**QUÉ SE PIDE**
(a) En el texto sobre el populismo, ¿quién dirigió el seminario que organizó la Universidad de Princeton?
(b) Escribe la continuación del texto sobre el populismo a partir de su última oración.

**TEXTO PROPORCIONADO**
Radiografía del populismo, fenómeno social que se repite en Latinoamérica y cuyas características son objetivamente visibles en el Ecuador de hoy
Por Enrique Krauze
La Universidad de Princeton,
bajo la dirección del profesor Jan-Werner Müller, organizó un seminario sobre
el populismo con algunos de los mayores expertos en la materia. Rescatamos
estas tres ponencias, editadas para la revista, que discuten entre sí una
definición de populismo y sus diversos avatares históricos.
El populismo es indefinible en términos ideológicos: se aplica tanto a corrientes de izquierda como de derecha, a Hugo
Chávez o al Tea Party. Por eso, quizá la mejor definición es la que atiende a
la peculiar relación que se establece entre el líder político y la voluntad
popular.

**FILAS PROPORCIONADAS**

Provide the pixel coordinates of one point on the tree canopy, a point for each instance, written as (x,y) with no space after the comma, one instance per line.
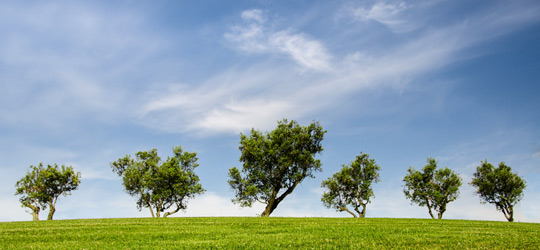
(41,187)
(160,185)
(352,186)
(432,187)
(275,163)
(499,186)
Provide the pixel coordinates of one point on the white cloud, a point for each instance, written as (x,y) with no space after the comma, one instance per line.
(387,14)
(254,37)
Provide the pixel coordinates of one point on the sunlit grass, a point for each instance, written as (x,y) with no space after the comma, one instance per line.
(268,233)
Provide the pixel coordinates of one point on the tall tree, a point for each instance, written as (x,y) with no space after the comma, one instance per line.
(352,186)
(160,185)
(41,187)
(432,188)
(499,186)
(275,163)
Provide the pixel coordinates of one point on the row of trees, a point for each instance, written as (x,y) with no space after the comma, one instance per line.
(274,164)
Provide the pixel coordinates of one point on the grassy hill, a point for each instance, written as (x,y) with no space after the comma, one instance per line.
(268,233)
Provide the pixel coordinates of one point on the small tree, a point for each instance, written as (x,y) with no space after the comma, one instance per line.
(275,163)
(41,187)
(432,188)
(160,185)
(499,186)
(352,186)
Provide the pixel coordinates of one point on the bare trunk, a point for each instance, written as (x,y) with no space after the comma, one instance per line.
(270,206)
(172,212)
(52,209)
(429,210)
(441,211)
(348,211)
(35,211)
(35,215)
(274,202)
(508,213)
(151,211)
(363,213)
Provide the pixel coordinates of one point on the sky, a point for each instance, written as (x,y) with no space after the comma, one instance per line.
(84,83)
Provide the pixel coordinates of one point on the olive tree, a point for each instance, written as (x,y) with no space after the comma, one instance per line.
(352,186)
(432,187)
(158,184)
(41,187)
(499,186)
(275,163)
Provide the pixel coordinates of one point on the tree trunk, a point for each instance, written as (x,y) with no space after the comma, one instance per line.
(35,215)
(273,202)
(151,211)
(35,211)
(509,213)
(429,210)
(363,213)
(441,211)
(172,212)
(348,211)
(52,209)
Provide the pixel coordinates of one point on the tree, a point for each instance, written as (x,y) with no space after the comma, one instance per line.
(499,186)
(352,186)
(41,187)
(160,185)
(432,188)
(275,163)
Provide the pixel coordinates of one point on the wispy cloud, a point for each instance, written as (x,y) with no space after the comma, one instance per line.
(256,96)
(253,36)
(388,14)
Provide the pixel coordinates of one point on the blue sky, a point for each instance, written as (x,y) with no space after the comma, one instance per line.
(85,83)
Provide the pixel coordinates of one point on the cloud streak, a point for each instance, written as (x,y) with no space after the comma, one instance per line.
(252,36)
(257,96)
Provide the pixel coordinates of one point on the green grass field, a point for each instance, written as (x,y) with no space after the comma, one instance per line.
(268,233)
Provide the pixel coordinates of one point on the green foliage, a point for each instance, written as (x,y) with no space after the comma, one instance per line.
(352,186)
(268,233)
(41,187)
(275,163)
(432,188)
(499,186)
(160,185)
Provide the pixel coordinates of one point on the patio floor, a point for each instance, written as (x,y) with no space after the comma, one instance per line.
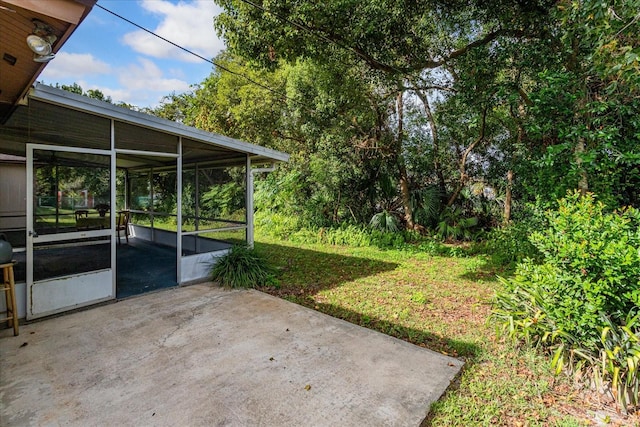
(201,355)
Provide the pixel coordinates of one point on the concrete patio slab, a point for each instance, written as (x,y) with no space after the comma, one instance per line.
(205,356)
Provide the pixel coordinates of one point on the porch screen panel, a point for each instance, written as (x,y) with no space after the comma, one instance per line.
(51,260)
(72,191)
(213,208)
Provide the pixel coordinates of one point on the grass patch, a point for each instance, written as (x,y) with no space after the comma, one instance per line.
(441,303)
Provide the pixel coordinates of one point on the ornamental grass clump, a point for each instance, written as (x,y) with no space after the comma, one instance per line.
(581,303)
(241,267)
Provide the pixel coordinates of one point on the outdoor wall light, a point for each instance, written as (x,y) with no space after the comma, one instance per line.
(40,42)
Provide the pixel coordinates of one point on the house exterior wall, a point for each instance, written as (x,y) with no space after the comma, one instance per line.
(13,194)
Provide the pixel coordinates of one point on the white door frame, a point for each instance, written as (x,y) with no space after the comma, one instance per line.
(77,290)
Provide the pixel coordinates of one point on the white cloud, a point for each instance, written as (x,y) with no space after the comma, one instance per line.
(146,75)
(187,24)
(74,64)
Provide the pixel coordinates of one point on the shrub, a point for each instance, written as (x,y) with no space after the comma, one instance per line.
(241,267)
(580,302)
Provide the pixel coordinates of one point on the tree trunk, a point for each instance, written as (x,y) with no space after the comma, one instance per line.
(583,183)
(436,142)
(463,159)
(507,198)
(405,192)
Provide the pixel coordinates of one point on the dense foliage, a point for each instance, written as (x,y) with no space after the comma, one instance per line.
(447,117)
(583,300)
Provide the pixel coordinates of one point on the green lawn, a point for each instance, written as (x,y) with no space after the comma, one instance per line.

**RESULTADOS POR TAREA**
(a) El profesor Jan-Werner Müller.

(b)
En una democracia, ese vínculo
es siempre problemático y tenso. Si el
líder abusa de su autoridad o impone su propia voluntad por encima de las
leyes, puede desembocar en una dictadura. Si la voluntad popular impera sin
límite, puede desembocar en la ingobernabilidad o la revolución. Justamente para limitar ambos extremos y conciliar
ambos impulsos están los famosos checks and balances y las libertades
políticas, en particular la de expresión. En una democracia, el presidente
(o el primer ministro) tiene que ejercer las atribuciones implícitas en su liderazgo
(que hasta etimológicamente consiste en ser seguido, no en seguir) pero actúa
en un marco diseñado para acotarlo. Aunque el mecanismo es lento, difícil,
oneroso, es el mejor que han discurrido los hombres para gobernarse.
El populismo es una simplificación
de ese complejo mecanismo. Lo que el
populista busca –al menos esa ha sido la experiencia latinoamericana– es suprimir en beneficio propio la tensión
entre el liderazgo político y la voluntad popular; y nada mejor para
lograrlo que establecer un vínculo directo con el pueblo, por encima, al margen
o en contra de las instituciones, las libertades y las leyes. La iniciativa,
hay que subrayarlo, no parte del pueblo sino del líder carismático.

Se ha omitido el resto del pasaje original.